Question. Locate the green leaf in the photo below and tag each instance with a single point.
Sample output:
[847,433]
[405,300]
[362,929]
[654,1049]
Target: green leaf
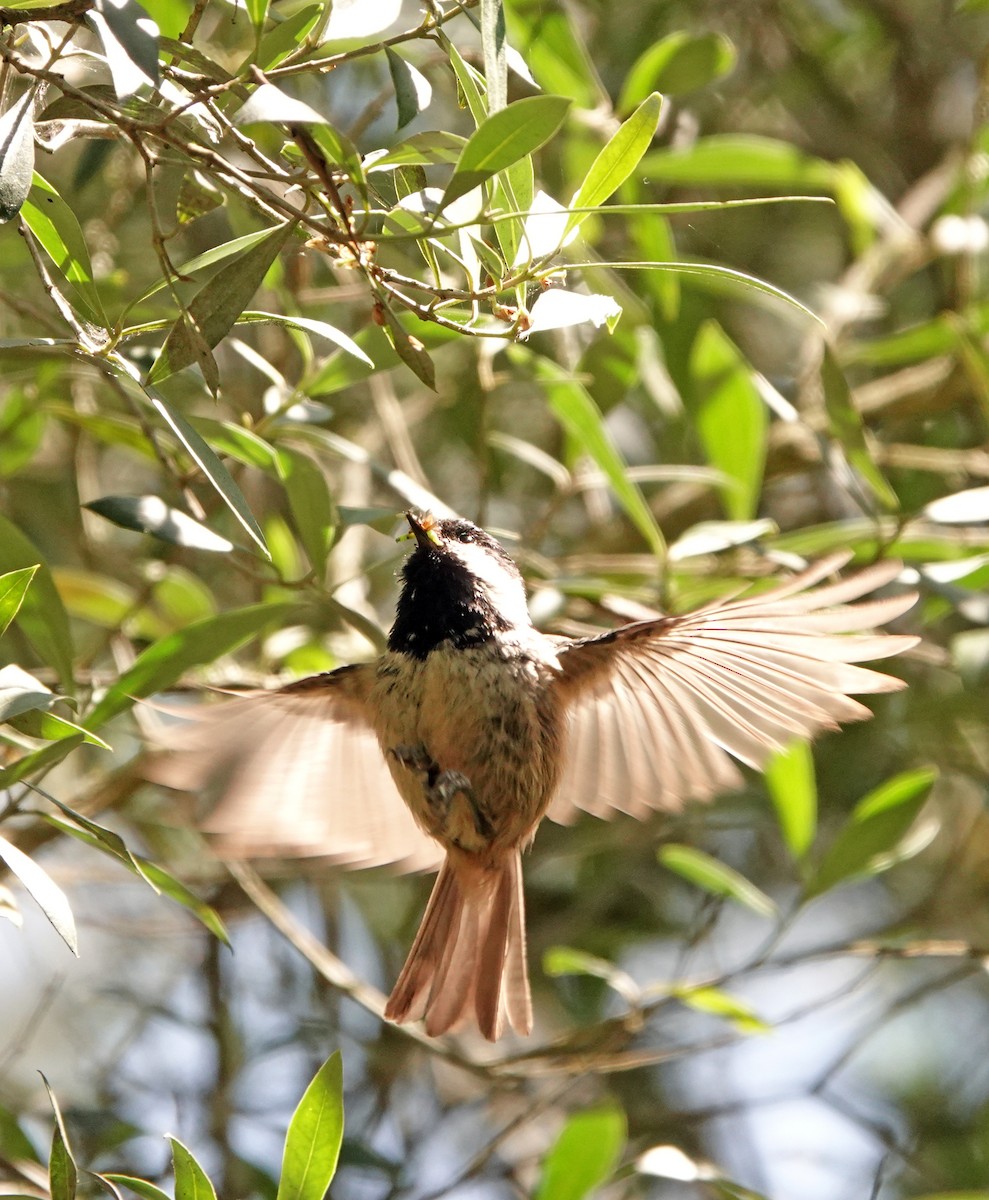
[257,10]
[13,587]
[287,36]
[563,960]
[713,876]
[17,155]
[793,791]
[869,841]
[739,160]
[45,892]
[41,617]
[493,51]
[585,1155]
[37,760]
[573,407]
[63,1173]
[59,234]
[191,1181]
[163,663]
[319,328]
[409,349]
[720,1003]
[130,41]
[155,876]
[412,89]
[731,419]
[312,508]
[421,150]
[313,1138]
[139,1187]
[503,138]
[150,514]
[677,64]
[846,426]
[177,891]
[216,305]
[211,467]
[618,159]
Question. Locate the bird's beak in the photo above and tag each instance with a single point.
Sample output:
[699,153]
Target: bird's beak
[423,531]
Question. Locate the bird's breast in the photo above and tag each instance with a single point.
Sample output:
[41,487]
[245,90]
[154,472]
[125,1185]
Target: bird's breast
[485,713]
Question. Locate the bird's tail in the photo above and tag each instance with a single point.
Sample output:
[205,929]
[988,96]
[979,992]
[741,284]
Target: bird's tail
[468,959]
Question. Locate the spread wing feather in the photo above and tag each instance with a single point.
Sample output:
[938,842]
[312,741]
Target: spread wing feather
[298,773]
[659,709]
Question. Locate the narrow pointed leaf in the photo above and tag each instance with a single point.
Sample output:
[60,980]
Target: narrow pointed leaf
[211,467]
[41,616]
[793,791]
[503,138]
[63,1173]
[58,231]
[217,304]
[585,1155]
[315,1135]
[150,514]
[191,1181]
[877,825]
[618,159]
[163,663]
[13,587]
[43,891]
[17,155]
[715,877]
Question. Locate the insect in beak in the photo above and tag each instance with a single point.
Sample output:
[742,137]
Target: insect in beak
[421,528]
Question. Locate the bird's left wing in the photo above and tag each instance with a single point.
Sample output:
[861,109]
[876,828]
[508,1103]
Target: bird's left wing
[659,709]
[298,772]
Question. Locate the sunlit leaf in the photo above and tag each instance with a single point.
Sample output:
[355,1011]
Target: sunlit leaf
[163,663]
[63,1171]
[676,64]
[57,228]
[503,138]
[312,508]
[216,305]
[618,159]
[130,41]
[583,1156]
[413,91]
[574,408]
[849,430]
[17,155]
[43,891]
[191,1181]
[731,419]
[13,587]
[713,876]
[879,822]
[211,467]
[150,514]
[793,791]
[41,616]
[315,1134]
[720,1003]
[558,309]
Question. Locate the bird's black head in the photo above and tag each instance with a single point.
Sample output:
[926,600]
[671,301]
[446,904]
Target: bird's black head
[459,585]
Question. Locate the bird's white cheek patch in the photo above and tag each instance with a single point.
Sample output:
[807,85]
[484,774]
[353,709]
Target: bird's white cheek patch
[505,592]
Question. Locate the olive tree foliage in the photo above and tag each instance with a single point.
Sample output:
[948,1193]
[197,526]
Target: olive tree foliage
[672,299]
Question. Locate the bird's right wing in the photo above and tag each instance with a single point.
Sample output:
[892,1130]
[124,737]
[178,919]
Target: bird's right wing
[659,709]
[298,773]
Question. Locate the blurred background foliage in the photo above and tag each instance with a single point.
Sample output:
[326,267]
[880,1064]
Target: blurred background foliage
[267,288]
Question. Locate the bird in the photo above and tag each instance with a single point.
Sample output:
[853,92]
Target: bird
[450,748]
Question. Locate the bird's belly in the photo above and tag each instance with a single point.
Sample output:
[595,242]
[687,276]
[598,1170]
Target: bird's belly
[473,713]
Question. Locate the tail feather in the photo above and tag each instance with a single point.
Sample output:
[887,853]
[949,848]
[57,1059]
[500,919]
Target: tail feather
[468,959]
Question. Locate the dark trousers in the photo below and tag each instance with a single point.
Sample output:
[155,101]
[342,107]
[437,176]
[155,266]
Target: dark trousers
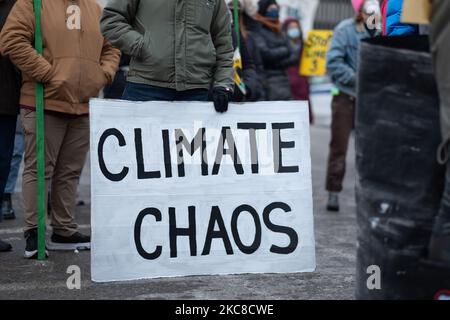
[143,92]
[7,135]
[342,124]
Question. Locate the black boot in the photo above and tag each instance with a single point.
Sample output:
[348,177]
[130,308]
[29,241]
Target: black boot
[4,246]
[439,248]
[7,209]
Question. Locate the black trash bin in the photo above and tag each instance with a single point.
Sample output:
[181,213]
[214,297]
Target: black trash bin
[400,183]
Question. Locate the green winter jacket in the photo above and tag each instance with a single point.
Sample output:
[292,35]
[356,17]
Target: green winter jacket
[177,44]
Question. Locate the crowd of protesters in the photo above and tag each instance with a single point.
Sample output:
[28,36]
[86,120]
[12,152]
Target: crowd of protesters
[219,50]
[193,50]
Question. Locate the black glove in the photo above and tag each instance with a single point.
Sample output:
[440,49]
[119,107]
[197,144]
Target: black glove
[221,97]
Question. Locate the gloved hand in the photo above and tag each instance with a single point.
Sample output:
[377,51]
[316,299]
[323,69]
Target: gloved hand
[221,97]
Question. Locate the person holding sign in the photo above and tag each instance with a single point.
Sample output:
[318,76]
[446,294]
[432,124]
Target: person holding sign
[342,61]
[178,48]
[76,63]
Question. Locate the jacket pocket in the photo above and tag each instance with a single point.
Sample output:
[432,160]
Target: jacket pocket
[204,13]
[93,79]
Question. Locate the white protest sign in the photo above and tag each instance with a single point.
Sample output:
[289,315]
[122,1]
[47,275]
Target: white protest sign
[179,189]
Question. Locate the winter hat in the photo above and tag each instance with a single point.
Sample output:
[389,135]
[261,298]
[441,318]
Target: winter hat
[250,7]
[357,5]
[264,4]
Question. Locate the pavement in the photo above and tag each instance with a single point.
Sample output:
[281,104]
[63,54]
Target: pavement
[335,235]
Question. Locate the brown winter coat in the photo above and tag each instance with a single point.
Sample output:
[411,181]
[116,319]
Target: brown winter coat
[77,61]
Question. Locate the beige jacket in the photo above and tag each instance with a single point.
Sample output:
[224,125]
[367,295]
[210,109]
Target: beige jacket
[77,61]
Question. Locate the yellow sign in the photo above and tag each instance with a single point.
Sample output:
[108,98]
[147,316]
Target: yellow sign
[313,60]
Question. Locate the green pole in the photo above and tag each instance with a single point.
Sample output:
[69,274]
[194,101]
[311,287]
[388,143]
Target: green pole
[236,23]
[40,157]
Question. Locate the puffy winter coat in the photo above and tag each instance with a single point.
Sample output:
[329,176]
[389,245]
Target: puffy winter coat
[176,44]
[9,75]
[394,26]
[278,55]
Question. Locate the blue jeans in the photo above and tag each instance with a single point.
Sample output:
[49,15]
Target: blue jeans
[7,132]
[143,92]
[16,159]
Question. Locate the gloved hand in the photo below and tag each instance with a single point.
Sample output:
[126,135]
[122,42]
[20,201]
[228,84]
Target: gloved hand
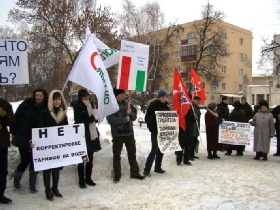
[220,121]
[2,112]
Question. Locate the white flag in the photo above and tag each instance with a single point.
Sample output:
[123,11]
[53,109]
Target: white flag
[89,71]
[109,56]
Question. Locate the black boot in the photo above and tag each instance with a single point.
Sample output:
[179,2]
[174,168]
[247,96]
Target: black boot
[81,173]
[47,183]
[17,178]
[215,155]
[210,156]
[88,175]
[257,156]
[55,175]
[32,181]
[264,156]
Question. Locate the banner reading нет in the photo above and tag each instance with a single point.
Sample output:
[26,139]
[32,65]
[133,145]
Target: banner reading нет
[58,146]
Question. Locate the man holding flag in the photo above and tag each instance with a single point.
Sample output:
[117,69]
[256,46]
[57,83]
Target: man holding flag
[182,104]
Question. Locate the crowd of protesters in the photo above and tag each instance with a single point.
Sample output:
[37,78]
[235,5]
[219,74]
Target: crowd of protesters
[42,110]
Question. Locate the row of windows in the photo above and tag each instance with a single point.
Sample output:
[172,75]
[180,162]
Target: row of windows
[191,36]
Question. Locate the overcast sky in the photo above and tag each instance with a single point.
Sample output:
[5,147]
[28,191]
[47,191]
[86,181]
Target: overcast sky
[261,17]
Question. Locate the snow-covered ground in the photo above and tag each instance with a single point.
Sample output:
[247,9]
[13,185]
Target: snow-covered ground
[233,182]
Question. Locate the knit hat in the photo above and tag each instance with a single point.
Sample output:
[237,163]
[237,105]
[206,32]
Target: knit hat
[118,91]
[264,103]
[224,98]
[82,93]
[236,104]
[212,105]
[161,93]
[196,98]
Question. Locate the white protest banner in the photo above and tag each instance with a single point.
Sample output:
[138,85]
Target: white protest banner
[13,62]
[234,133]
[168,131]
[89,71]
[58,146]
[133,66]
────
What is required: In the records above, find the line containing "Question. Locate the snow-covered"; please retype it and every line after it through the last line, exactly and with nothing else.

Task answer:
Question. Locate the snow-covered ground in the photo above and tag each instance with a single point.
Sample output:
[247,9]
[13,185]
Target: snow-covered ground
[233,182]
Question. Locate the knit hat in the photo above and tag each instance with a single point.
Sample output:
[237,163]
[237,105]
[206,32]
Target: knit hat
[118,91]
[264,103]
[224,98]
[82,93]
[236,104]
[212,105]
[161,93]
[196,98]
Question. Locate the white protest banner in the photo above and tag each instance with a single point.
Sample output:
[138,85]
Target: white protest banner
[13,62]
[234,133]
[168,131]
[89,71]
[58,146]
[133,66]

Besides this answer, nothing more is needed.